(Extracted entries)

==================================================

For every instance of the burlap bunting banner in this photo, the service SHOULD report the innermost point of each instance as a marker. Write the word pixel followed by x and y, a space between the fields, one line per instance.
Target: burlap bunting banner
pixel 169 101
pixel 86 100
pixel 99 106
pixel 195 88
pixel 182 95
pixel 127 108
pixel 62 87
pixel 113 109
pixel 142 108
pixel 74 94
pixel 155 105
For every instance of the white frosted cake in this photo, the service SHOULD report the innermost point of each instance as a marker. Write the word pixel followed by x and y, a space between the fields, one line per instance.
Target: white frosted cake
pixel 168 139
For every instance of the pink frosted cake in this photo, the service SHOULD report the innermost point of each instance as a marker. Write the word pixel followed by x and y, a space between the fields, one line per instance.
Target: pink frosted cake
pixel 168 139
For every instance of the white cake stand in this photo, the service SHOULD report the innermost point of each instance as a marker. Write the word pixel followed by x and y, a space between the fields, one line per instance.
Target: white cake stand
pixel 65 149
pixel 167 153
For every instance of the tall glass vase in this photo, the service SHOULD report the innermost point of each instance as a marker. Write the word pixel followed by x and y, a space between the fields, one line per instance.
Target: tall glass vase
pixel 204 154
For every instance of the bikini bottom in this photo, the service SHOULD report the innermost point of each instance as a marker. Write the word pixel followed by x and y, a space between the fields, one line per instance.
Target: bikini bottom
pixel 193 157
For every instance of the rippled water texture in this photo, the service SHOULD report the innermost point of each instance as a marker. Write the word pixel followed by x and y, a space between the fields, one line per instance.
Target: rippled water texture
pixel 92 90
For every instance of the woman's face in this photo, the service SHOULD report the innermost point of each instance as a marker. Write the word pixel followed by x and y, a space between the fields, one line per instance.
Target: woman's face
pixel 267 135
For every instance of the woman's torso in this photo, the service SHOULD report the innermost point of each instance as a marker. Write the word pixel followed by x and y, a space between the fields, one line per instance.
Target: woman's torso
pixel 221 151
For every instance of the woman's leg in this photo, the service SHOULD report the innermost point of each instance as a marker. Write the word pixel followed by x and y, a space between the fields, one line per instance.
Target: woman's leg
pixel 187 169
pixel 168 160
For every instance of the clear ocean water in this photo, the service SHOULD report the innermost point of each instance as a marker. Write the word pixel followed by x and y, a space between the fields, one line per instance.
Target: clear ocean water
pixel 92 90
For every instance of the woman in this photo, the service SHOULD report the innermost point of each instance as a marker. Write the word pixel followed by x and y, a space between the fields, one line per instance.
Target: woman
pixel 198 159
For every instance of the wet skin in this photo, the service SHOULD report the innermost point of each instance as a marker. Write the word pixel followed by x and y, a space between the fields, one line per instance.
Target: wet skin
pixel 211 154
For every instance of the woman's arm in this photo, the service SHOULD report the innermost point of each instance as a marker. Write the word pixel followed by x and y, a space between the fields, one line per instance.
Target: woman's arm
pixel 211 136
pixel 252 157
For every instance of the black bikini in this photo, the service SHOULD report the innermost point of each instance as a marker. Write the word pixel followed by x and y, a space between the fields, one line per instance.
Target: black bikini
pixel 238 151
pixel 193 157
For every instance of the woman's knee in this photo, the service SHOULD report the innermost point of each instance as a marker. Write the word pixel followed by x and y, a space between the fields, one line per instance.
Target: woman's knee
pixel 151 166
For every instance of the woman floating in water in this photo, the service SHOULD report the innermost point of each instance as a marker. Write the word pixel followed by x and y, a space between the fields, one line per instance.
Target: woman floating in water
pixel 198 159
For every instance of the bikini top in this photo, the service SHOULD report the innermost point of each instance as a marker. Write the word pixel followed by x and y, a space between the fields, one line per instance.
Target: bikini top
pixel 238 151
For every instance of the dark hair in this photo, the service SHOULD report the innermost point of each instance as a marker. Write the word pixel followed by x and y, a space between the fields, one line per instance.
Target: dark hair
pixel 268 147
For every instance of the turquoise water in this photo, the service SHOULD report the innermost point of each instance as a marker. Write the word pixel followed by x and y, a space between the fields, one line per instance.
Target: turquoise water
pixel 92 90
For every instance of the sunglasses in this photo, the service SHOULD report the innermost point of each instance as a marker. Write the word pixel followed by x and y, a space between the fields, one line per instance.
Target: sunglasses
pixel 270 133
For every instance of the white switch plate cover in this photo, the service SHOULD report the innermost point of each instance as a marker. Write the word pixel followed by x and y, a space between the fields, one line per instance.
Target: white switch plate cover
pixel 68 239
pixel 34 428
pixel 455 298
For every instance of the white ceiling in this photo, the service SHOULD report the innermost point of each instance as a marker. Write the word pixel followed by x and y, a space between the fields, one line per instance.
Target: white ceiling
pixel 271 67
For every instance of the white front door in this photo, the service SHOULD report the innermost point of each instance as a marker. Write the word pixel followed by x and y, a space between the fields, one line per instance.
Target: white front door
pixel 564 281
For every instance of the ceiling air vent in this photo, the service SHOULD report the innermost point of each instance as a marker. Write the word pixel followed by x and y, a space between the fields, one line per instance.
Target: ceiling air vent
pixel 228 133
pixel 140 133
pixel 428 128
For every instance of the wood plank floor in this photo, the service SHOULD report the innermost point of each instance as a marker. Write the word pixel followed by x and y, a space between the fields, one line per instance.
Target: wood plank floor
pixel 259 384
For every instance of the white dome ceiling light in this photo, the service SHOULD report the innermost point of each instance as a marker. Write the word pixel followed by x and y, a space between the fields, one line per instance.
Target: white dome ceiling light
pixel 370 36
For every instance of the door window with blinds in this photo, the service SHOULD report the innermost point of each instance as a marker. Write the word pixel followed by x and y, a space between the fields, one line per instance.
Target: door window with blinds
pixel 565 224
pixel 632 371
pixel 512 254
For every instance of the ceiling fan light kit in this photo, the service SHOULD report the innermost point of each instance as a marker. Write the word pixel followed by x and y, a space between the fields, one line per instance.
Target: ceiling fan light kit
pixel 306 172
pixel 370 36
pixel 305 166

==================================================

§ **What is required**:
Copy out all of the entries above word for word, line by line, without changing anything.

§ **Reply**:
For every instance of the burlap bunting banner in this photo, the service SHOULD report the innermost point of each instance as a marker. Write the word pixel followed by x and y, a space between the fields, one line per instance.
Target: burlap bunting banner
pixel 169 101
pixel 86 100
pixel 99 106
pixel 195 88
pixel 182 95
pixel 127 108
pixel 62 87
pixel 113 109
pixel 142 108
pixel 74 94
pixel 155 105
For every instance of the white frosted cake in this photo, the service SHOULD report the innermost point of each instance as a marker. Write the word pixel followed by x and y, a space between the fields, one line per instance.
Target: white frosted cake
pixel 168 139
For every instance of the pink frosted cake in this photo, the service SHOULD report the innermost point of each instance as a marker. Write the word pixel followed by x and y, a space between the fields, one line per instance.
Target: pink frosted cake
pixel 168 139
For every instance of the white cake stand in this photo, the service SHOULD report the innermost point of each instance as a marker. Write the word pixel followed by x and y, a space between the fields, one line per instance.
Target: white cake stand
pixel 65 149
pixel 167 153
For every instance of the tall glass vase in this photo, the service SHOULD report the innermost point of each instance as a marker. Write the word pixel followed by x and y, a space between the fields, one line per instance.
Target: tall glass vase
pixel 204 154
For every instance of the bikini bottom in this photo, the service SHOULD report the innermost point of each instance as a marker. Write the word pixel followed by x and y, a space between the fields, one line per instance.
Target: bikini bottom
pixel 193 157
For every instance of the rippled water texture in this photo, the service SHOULD report the innermost point of each instance as a marker. Write the word pixel followed by x and y, a space between the fields, one line per instance.
Target: rippled water texture
pixel 92 90
For every instance of the woman's face in this photo, the service SHOULD report the innermost point of each instance as a marker. Write the word pixel followed by x and y, a space between the fields, one line per instance.
Target: woman's face
pixel 267 135
For every instance of the woman's torso in this photo, the service SHOULD report the innermost point of each instance as a marker. Write the word pixel followed by x and y, a space between the fields, one line per instance.
Target: woman's torso
pixel 221 151
For every instance of the woman's leg in this photo, the service SHOULD report the innermost point of each instance as a marker. Write the word pixel followed by x and y, a space between the fields, one line per instance.
Target: woman's leg
pixel 187 169
pixel 168 160
For every instance of the clear ocean water in this photo, the service SHOULD report the innermost point of each instance as a marker. Write the word pixel followed by x and y, a space between the fields, one line per instance.
Target: clear ocean water
pixel 92 90
For every instance of the woman in this photo, the service SHOULD report the innermost point of each instance as a marker. Write the word pixel followed by x and y, a space between the fields, one line per instance.
Target: woman
pixel 198 159
For every instance of the wet skin in this photo, the service SHOULD report the innermost point of each instance as a marker. Write the word pixel followed by x and y, a space between the fields, one line per instance.
Target: wet skin
pixel 211 154
For every instance of the woman's arm in this photo, the service SHOULD report the innermost point of each instance as a marker. Write the word pixel followed by x and y, a space between the fields, one line per instance.
Target: woman's arm
pixel 211 136
pixel 252 157
For every instance of the black bikini in this photo, the service SHOULD report the innermost point of each instance as a marker. Write the word pixel followed by x and y, a space between the fields, one line per instance.
Target: black bikini
pixel 238 151
pixel 193 157
For every instance of the woman's knee in this photo, the service SHOULD report the innermost point of each instance as a marker. Write the word pixel followed by x and y, a space between the fields, one line per instance.
Target: woman's knee
pixel 151 166
For every instance of the woman floating in water in this photo, the service SHOULD report the innermost point of each instance as a marker. Write the word pixel followed by x and y, a space between the fields, one line per instance.
Target: woman floating in water
pixel 198 159
For every instance of the bikini top in this photo, the service SHOULD report the innermost point of each instance as a marker. Write the word pixel followed by x and y, a space between the fields, one line per instance.
Target: bikini top
pixel 238 151
For every instance of the dark hair in this photo, the service SHOULD report the innermost point of each instance as a marker. Write the word pixel followed by x and y, a space between the fields, one line per instance.
Target: dark hair
pixel 268 147
For every instance of the turquoise water in this photo, the service SHOULD report the innermost point of each instance as a marker. Write the word pixel followed by x and y, a space between the fields, one line per instance.
Target: turquoise water
pixel 92 90
For every instance of the sunglasses in this photo, the service SHOULD report the innermost point of each instance as a marker. Write the word pixel followed by x and y, a space between the fields, one line per instance.
Target: sunglasses
pixel 270 133
For every instance of the white switch plate cover in this photo, the service SHOULD report the innermost point of each instance as a marker. Write the word pixel followed by x and y, a space between the fields, one line per instance.
Target: white switch plate cover
pixel 68 239
pixel 34 428
pixel 455 298
For every instance of the white ceiling in this photo, the service SHOULD report the innermost point of each instance as a marker. Write the word pixel followed by x and y, a space between the fields, one line per instance.
Target: white ceiling
pixel 271 67
For every instance of the white front door in this photo, the service SHOULD report the innermost point of each instance as a marker. Write the word pixel followed by x and y, a space between the fields, one line per instance.
Target: white front door
pixel 564 281
For every instance of the ceiling air vent in this photo, the service SHOULD report the innermost point of each instance as a marker. Write the word pixel followed by x and y, a space between the fields, one line per instance.
Target: ceiling air vent
pixel 228 133
pixel 140 133
pixel 428 128
For every instance of the wood plank floor in this photo, the service SHOULD report the innermost point of each instance as a marker. Write the word pixel followed by x and y, a space between the fields, one line per instance.
Target: wood plank floor
pixel 259 384
For every instance of the white dome ceiling light in this photo, the service SHOULD report the innermost point of each instance as a marker. Write the word pixel followed by x and y, a space between the fields, one line per instance.
Target: white dome ceiling light
pixel 370 36
For every instance of the door window with blinds in this photo, the service SHOULD report the innermost point of each instance as a marker. Write the word pixel followed by x and y, a space between the fields, one line per instance.
Target: door window with blinds
pixel 565 224
pixel 632 371
pixel 512 254
For every instance of the ceiling fan light kit in this photo, the service SHOULD report the innermost point of each instance as a marker. Write the word pixel followed by x and y, a space between the fields, one line per instance.
Target: ceiling fan light kit
pixel 306 172
pixel 370 36
pixel 305 166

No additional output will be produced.